--- EXERCISE DATA ---
☆ ☆ ☆ ☆ ☆

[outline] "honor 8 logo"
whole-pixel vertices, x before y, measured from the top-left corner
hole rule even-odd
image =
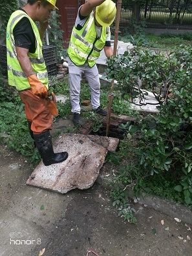
[[[40,239],[37,239],[37,241],[36,240],[25,240],[23,239],[22,237],[23,235],[21,232],[11,232],[9,235],[10,239],[10,244],[34,244],[36,243],[37,244],[41,244],[41,241]]]

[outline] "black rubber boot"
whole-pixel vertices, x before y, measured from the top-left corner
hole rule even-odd
[[[67,158],[67,152],[54,153],[49,131],[39,134],[34,134],[34,137],[45,165],[61,163]]]

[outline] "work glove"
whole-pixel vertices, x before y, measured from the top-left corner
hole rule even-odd
[[[48,98],[47,87],[38,80],[35,74],[27,76],[27,79],[34,95],[43,99]]]
[[[54,92],[51,92],[52,100],[50,98],[41,98],[43,104],[47,107],[51,114],[58,116],[58,111],[56,107],[56,98]]]

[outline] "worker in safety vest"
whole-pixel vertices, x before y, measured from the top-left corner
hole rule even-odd
[[[30,133],[45,165],[65,160],[67,152],[54,153],[50,130],[58,114],[56,98],[48,98],[48,73],[42,54],[42,40],[56,0],[28,0],[13,12],[7,25],[8,83],[25,104]],[[39,29],[36,21],[39,22]]]
[[[100,106],[100,82],[96,60],[103,48],[106,57],[112,55],[109,26],[116,13],[115,3],[111,0],[88,0],[79,8],[68,49],[70,98],[74,124],[80,123],[82,73],[91,87],[92,110],[103,116],[108,114]]]

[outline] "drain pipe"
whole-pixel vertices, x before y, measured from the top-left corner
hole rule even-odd
[[[122,8],[122,0],[118,0],[117,2],[117,15],[116,17],[116,23],[115,23],[115,29],[114,29],[114,48],[113,48],[113,55],[116,56],[117,54],[117,43],[118,43],[118,30],[119,30],[119,24],[120,19],[120,14],[121,14],[121,8]],[[108,107],[108,116],[107,116],[107,122],[106,127],[106,136],[108,136],[109,130],[109,125],[110,125],[110,118],[111,118],[111,106],[112,102],[112,92],[114,89],[114,80],[112,80],[111,82],[110,86],[110,92],[109,94],[109,107]]]

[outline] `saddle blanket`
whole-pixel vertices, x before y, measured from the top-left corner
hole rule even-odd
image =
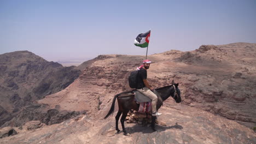
[[[138,112],[141,113],[149,113],[151,112],[152,109],[152,105],[151,102],[139,103],[139,108]]]

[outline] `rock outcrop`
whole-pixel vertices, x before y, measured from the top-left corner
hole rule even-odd
[[[37,104],[43,107],[32,108],[45,110],[44,117],[54,117],[48,122],[52,124],[50,127],[46,125],[37,131],[21,132],[2,139],[0,142],[256,143],[253,130],[256,127],[255,57],[256,44],[248,43],[203,45],[189,52],[171,50],[149,56],[148,58],[153,62],[148,70],[150,84],[161,87],[171,85],[174,79],[179,83],[183,101],[176,104],[172,99],[165,101],[159,110],[163,115],[158,118],[159,125],[155,132],[138,122],[142,117],[127,117],[125,124],[130,135],[125,136],[121,133],[115,134],[117,101],[114,116],[108,119],[102,118],[108,111],[114,95],[131,90],[127,77],[144,57],[99,56],[77,67],[82,69],[82,73],[66,88],[38,100]],[[8,85],[16,87],[11,83]],[[11,100],[20,98],[23,99],[13,95]],[[65,117],[63,116],[66,115],[57,116],[60,111],[66,111],[79,113],[61,123],[51,122],[58,117]],[[80,115],[83,112],[86,115]],[[40,122],[46,124],[44,120]]]
[[[0,55],[0,126],[11,119],[8,123],[15,127],[36,119],[27,108],[72,83],[80,73],[74,68],[48,62],[27,51]],[[15,120],[22,116],[21,121]]]
[[[170,85],[174,79],[180,83],[183,104],[252,128],[256,126],[255,49],[255,44],[236,43],[150,55],[153,63],[148,79],[154,87]],[[86,68],[69,87],[39,103],[51,108],[59,104],[64,110],[85,110],[89,116],[102,110],[106,112],[113,95],[131,90],[127,77],[143,58],[99,56],[79,66]]]

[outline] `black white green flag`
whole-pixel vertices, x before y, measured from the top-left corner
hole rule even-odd
[[[134,41],[134,44],[137,46],[141,47],[148,47],[149,43],[149,38],[150,37],[150,31],[145,33],[141,33]]]

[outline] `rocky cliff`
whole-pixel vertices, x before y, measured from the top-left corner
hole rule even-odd
[[[114,117],[103,117],[113,96],[131,90],[127,77],[142,56],[100,55],[76,69],[78,79],[65,89],[38,101],[50,113],[85,115],[36,131],[19,131],[3,143],[254,143],[256,135],[256,44],[202,45],[189,52],[171,50],[150,55],[148,79],[154,87],[179,83],[183,101],[164,103],[153,132],[147,125],[125,123],[128,136],[115,134]],[[114,116],[117,112],[117,104]],[[4,113],[5,113],[4,112]],[[54,115],[54,114],[51,114]],[[237,123],[238,122],[238,123]],[[120,125],[119,125],[120,127]],[[27,135],[29,135],[27,137]],[[37,140],[34,141],[34,140]]]
[[[47,106],[34,105],[36,100],[65,89],[80,73],[74,67],[63,67],[27,51],[1,55],[0,125],[11,119],[3,127],[37,119],[31,113],[38,115],[40,110],[34,108]]]
[[[189,52],[171,50],[149,56],[153,63],[148,79],[154,87],[170,85],[174,79],[180,83],[183,104],[253,128],[256,126],[255,56],[256,44],[248,43],[202,45]],[[39,103],[52,108],[59,104],[63,109],[97,113],[109,105],[115,94],[131,89],[127,77],[143,58],[99,56],[78,67],[86,68],[70,87]]]

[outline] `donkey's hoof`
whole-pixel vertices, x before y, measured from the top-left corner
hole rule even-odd
[[[152,128],[152,130],[153,130],[154,131],[157,131],[155,128]]]
[[[129,134],[129,133],[127,133],[127,132],[125,132],[125,133],[124,133],[124,135],[125,135],[125,136],[129,136],[129,135],[130,135],[130,134]]]

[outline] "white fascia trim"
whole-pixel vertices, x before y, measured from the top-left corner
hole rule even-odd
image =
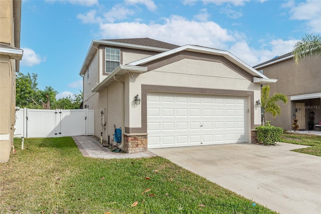
[[[288,60],[289,59],[291,59],[291,58],[293,58],[293,55],[290,55],[290,56],[289,56],[288,57],[284,57],[284,58],[280,59],[277,60],[275,60],[275,61],[267,63],[266,64],[262,65],[261,65],[260,66],[254,67],[253,68],[255,68],[255,69],[259,69],[260,68],[264,68],[265,67],[271,65],[273,65],[273,64],[275,64],[275,63],[279,63],[280,62],[284,61],[284,60]]]
[[[112,45],[113,46],[116,46],[123,48],[128,48],[134,49],[144,50],[147,51],[153,51],[157,52],[164,52],[164,51],[168,51],[170,49],[166,48],[155,48],[153,47],[145,46],[143,45],[133,45],[128,43],[122,43],[117,42],[111,42],[111,41],[105,41],[103,40],[93,40],[93,43],[94,45]]]
[[[314,94],[301,94],[300,95],[291,96],[290,100],[306,100],[307,99],[321,98],[321,93],[316,93]]]
[[[168,56],[169,55],[180,52],[182,51],[189,51],[198,53],[203,53],[205,54],[213,54],[217,56],[221,56],[225,57],[233,63],[236,64],[238,66],[241,67],[245,71],[253,76],[257,76],[262,78],[268,79],[269,78],[261,74],[256,70],[253,69],[242,60],[235,57],[231,53],[227,51],[223,51],[219,49],[215,49],[211,48],[207,48],[202,46],[197,46],[192,45],[186,45],[184,46],[181,46],[174,49],[172,49],[166,52],[160,53],[155,55],[153,55],[141,60],[137,60],[135,62],[127,64],[129,65],[137,65],[143,63],[148,63],[153,60],[155,60],[163,57]]]
[[[106,82],[110,80],[111,79],[113,79],[114,76],[119,73],[120,71],[127,70],[128,73],[129,72],[133,73],[142,73],[147,71],[147,68],[146,67],[141,66],[129,66],[127,65],[120,65],[116,69],[113,71],[106,78],[105,78],[102,81],[99,83],[96,87],[91,89],[92,93],[97,92],[100,88],[102,87],[103,85]]]
[[[274,83],[277,81],[275,79],[269,78],[259,78],[256,77],[253,77],[253,82],[254,83]]]
[[[102,40],[93,40],[92,41],[91,41],[91,43],[90,44],[89,49],[88,50],[88,51],[87,53],[87,55],[86,55],[86,58],[85,58],[85,60],[84,60],[84,62],[83,63],[82,66],[81,66],[81,68],[80,69],[80,71],[79,71],[79,74],[80,76],[81,76],[82,75],[84,74],[85,71],[83,71],[84,68],[87,67],[90,64],[90,63],[89,63],[88,61],[89,60],[89,57],[91,53],[93,51],[95,52],[96,51],[94,47],[97,48],[99,46],[99,45],[111,45],[115,47],[128,48],[131,48],[131,49],[134,49],[144,50],[146,51],[156,51],[157,52],[164,52],[170,50],[170,49],[167,49],[165,48],[154,48],[152,47],[144,46],[138,45],[133,45],[133,44],[127,44],[127,43],[121,43],[116,42],[104,41]]]
[[[0,48],[0,54],[9,56],[11,59],[15,60],[21,60],[23,53],[22,49]]]
[[[0,134],[0,140],[9,140],[10,139],[9,134]]]

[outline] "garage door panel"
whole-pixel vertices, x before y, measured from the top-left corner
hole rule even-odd
[[[190,109],[190,116],[191,117],[200,117],[201,109],[192,108]]]
[[[190,129],[191,130],[201,130],[201,122],[193,122],[190,123]]]
[[[177,117],[187,117],[188,116],[188,110],[187,108],[177,109],[176,112]]]
[[[187,122],[176,123],[176,130],[177,131],[187,131],[188,130],[188,123]]]
[[[165,122],[163,123],[163,130],[165,131],[174,131],[175,123]]]
[[[147,94],[148,147],[246,142],[242,97]]]
[[[160,130],[160,124],[159,122],[148,123],[147,125],[148,126],[149,131],[159,131]]]
[[[160,117],[160,109],[159,108],[149,108],[147,110],[147,117]]]

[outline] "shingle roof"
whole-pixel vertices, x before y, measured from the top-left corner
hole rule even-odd
[[[180,47],[178,45],[167,43],[166,42],[147,38],[134,39],[118,39],[102,40],[121,43],[130,44],[132,45],[141,45],[143,46],[152,47],[154,48],[165,48],[167,49],[174,49]]]
[[[285,58],[286,57],[289,57],[289,56],[291,56],[291,55],[292,55],[292,52],[288,53],[287,54],[285,54],[283,55],[282,56],[280,56],[279,57],[274,57],[274,58],[273,58],[271,60],[270,60],[267,61],[266,62],[264,62],[263,63],[261,63],[260,64],[256,65],[256,66],[253,66],[253,67],[254,68],[255,68],[257,67],[259,67],[259,66],[262,66],[262,65],[264,65],[265,64],[270,63],[271,63],[272,62],[274,62],[274,61],[276,61],[276,60],[280,60],[281,59],[284,58]]]

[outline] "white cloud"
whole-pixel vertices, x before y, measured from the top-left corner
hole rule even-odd
[[[151,0],[126,0],[125,2],[129,5],[143,4],[150,11],[155,11],[157,9],[157,6]]]
[[[60,98],[63,98],[64,97],[67,97],[69,95],[70,95],[70,96],[72,98],[73,98],[74,94],[70,92],[70,91],[64,91],[63,92],[59,93],[57,95],[56,95],[56,99],[58,100],[58,99],[59,99]]]
[[[182,3],[184,5],[188,5],[189,6],[193,6],[198,0],[183,0]]]
[[[95,18],[96,11],[94,10],[89,11],[86,15],[78,14],[77,18],[84,24],[93,24],[97,22]]]
[[[243,16],[243,13],[241,12],[236,11],[235,10],[232,10],[229,6],[226,7],[221,8],[220,13],[225,14],[227,17],[232,19],[238,19]]]
[[[277,56],[291,52],[297,40],[273,40],[265,44],[264,48],[256,50],[248,46],[244,41],[234,44],[229,51],[251,66],[272,59]]]
[[[203,0],[205,4],[208,3],[213,3],[216,5],[222,5],[225,3],[230,4],[234,6],[243,6],[246,2],[250,0]]]
[[[46,0],[46,2],[49,3],[54,3],[56,2],[59,2],[62,3],[69,2],[73,5],[79,5],[85,7],[98,5],[98,0]]]
[[[28,48],[23,48],[24,55],[21,61],[21,65],[27,66],[33,66],[46,60],[46,58],[37,54],[35,51]]]
[[[128,9],[120,5],[116,5],[111,10],[104,14],[105,20],[113,23],[116,20],[127,19],[127,16],[135,14],[133,11]]]
[[[235,41],[233,35],[217,24],[210,21],[198,22],[173,16],[164,24],[120,23],[102,24],[102,38],[149,37],[178,45],[197,45],[225,49],[226,43]]]
[[[207,21],[209,18],[210,18],[210,14],[207,13],[207,10],[206,8],[204,8],[200,10],[200,13],[197,15],[194,16],[194,19],[201,22]]]
[[[310,33],[321,32],[321,3],[319,1],[311,0],[299,2],[297,6],[291,2],[284,7],[290,8],[290,19],[306,22],[307,29]]]
[[[69,88],[80,88],[82,87],[82,80],[78,80],[68,84]]]

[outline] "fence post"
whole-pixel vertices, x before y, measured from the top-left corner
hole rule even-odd
[[[23,120],[23,122],[24,123],[24,130],[23,130],[23,136],[24,137],[28,138],[28,127],[27,126],[27,124],[28,124],[28,109],[27,108],[24,108],[24,119]]]

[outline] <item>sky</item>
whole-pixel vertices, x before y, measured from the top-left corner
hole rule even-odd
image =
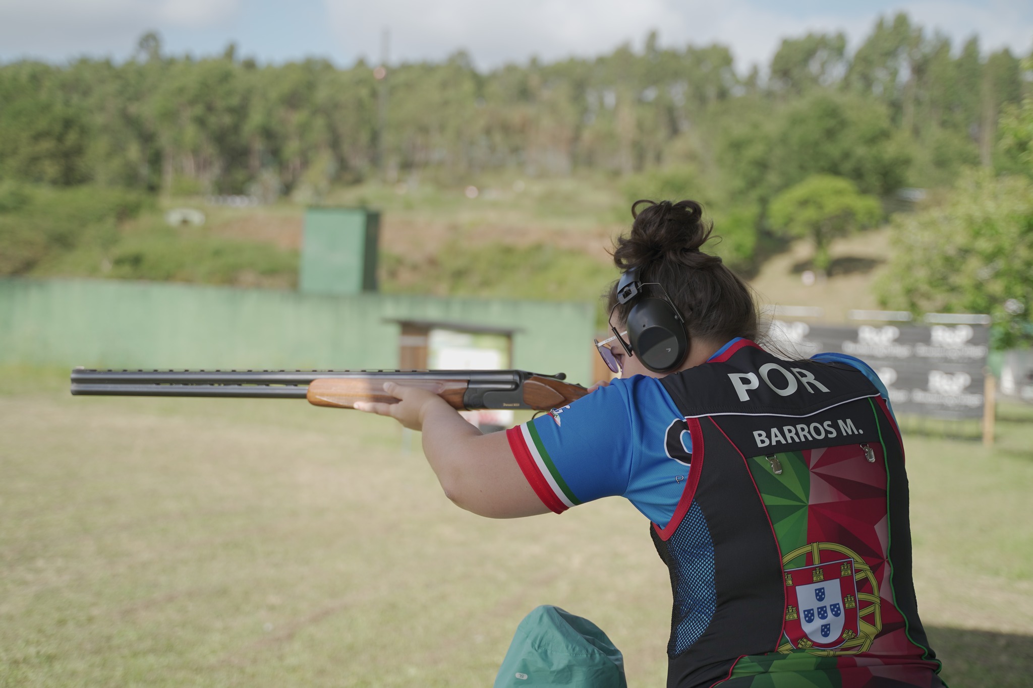
[[[787,36],[843,31],[855,48],[880,15],[906,11],[983,51],[1033,50],[1033,0],[0,0],[0,62],[122,61],[157,31],[165,53],[206,56],[236,42],[262,63],[306,57],[349,66],[441,60],[465,50],[481,69],[536,56],[591,57],[656,30],[665,46],[719,42],[737,67],[763,65]]]

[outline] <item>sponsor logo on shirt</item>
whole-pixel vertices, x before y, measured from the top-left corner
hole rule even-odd
[[[549,409],[549,417],[552,418],[553,421],[556,422],[556,425],[562,427],[563,423],[560,421],[560,414],[562,414],[564,409],[569,408],[569,407],[570,407],[570,404],[568,403],[567,405],[561,406],[560,408],[550,408]]]

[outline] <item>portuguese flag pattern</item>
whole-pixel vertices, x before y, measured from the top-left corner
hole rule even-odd
[[[894,600],[883,448],[783,452],[747,464],[781,551],[786,607],[778,650],[741,658],[728,685],[853,688],[881,678],[928,686],[938,662],[908,636]]]

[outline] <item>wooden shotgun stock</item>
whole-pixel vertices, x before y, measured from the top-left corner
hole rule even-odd
[[[419,387],[433,392],[447,401],[452,408],[460,411],[467,408],[464,397],[469,383],[465,380],[399,380],[398,384],[406,387]],[[309,384],[306,397],[309,403],[317,406],[336,406],[338,408],[353,408],[356,401],[397,402],[398,399],[383,391],[383,385],[379,379],[320,378]],[[524,381],[521,390],[523,392],[523,405],[509,403],[502,407],[549,411],[565,406],[588,393],[588,390],[580,385],[570,385],[543,375],[531,375]]]
[[[459,409],[549,411],[588,394],[563,374],[525,370],[87,370],[71,373],[71,393],[105,396],[193,396],[308,399],[353,408],[356,401],[395,403],[386,382],[419,387]]]

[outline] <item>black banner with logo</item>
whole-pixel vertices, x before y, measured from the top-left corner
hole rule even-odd
[[[802,358],[856,356],[889,391],[894,411],[938,418],[982,416],[990,334],[980,325],[812,325],[776,320],[770,336]]]

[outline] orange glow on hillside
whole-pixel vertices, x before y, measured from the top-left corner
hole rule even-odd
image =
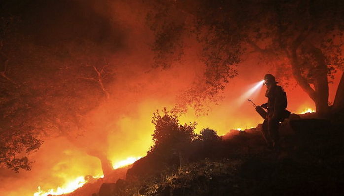
[[[95,178],[99,178],[103,177],[103,176],[93,176]],[[87,182],[87,180],[85,179],[84,176],[79,176],[76,179],[66,182],[65,185],[62,187],[58,187],[55,189],[49,189],[46,191],[42,190],[40,186],[38,186],[38,191],[34,194],[34,196],[46,196],[49,195],[59,195],[71,193],[78,188],[83,186]]]
[[[313,110],[313,109],[311,108],[306,108],[303,111],[301,111],[299,113],[300,114],[304,114],[307,113],[314,113],[315,112],[315,110]]]
[[[133,164],[136,161],[140,159],[141,157],[130,157],[125,159],[124,160],[116,162],[112,165],[112,167],[114,169],[118,169],[119,168],[123,167],[125,166],[129,165],[130,164]]]

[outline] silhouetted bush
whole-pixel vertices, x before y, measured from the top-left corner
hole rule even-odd
[[[155,130],[153,136],[154,145],[148,151],[159,157],[167,164],[175,163],[176,159],[179,163],[185,161],[186,154],[191,142],[196,135],[194,132],[196,122],[181,125],[178,115],[173,111],[168,111],[166,108],[154,113],[152,122]]]

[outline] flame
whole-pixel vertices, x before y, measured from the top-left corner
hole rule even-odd
[[[112,166],[114,169],[116,169],[125,166],[133,164],[136,161],[140,159],[142,157],[130,157],[127,159],[116,162]],[[98,175],[93,176],[94,178],[99,178],[104,177],[104,175]],[[58,187],[56,189],[51,189],[45,191],[42,190],[40,186],[38,187],[38,191],[34,194],[34,196],[47,196],[49,195],[59,195],[69,193],[73,192],[78,188],[81,187],[87,182],[87,180],[85,179],[84,176],[79,176],[77,178],[66,182],[65,184],[61,187]]]
[[[315,111],[311,108],[306,108],[302,112],[300,112],[300,114],[304,114],[306,113],[314,113]]]
[[[136,161],[141,159],[142,157],[130,157],[127,158],[126,159],[124,160],[116,162],[112,165],[112,167],[114,169],[118,169],[119,168],[123,167],[125,166],[127,166],[131,164],[133,164]]]
[[[46,196],[48,195],[58,195],[71,193],[77,188],[82,187],[87,182],[84,176],[79,176],[76,179],[68,182],[62,187],[58,187],[56,189],[49,189],[47,191],[43,191],[40,186],[38,186],[38,191],[34,194],[34,196]]]

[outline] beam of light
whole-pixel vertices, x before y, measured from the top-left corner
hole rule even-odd
[[[263,84],[264,83],[264,80],[263,80],[254,84],[254,86],[252,88],[249,89],[245,93],[239,97],[237,102],[238,105],[239,106],[242,105],[246,100],[247,100],[248,98],[251,98],[250,97],[252,96],[253,93],[257,92],[258,90],[260,89],[260,88],[262,88]]]

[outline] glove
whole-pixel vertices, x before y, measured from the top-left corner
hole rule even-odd
[[[260,106],[263,108],[268,109],[268,103],[262,104]]]

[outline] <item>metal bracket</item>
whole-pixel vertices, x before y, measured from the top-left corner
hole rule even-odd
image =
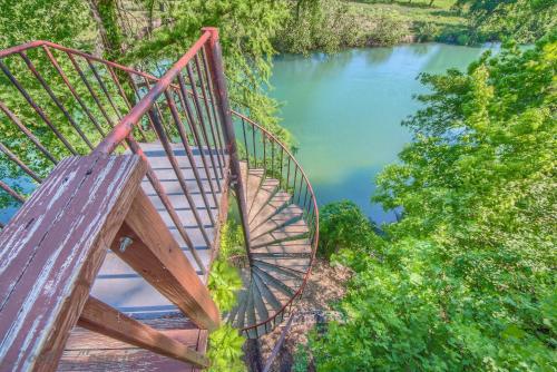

☆ ☆ ☆ ☆ ☆

--- GOAL OF THE EXERCISE ---
Give as a numbered list the lines from the one containing "[outline] glove" through the end of the lines, with blank lines and pictures left out.

--- TASK OUTPUT ---
1. [outline] glove
2. whole-pixel vertices, x before y, measured from the top-left corner
3. hole rule even-odd
4. [[[260,106],[263,108],[268,109],[268,103],[262,104]]]
5. [outline] <item>metal bracket</item>
6. whole-pixel vertices, x before y, measured from the top-left corner
7. hole rule even-odd
8. image =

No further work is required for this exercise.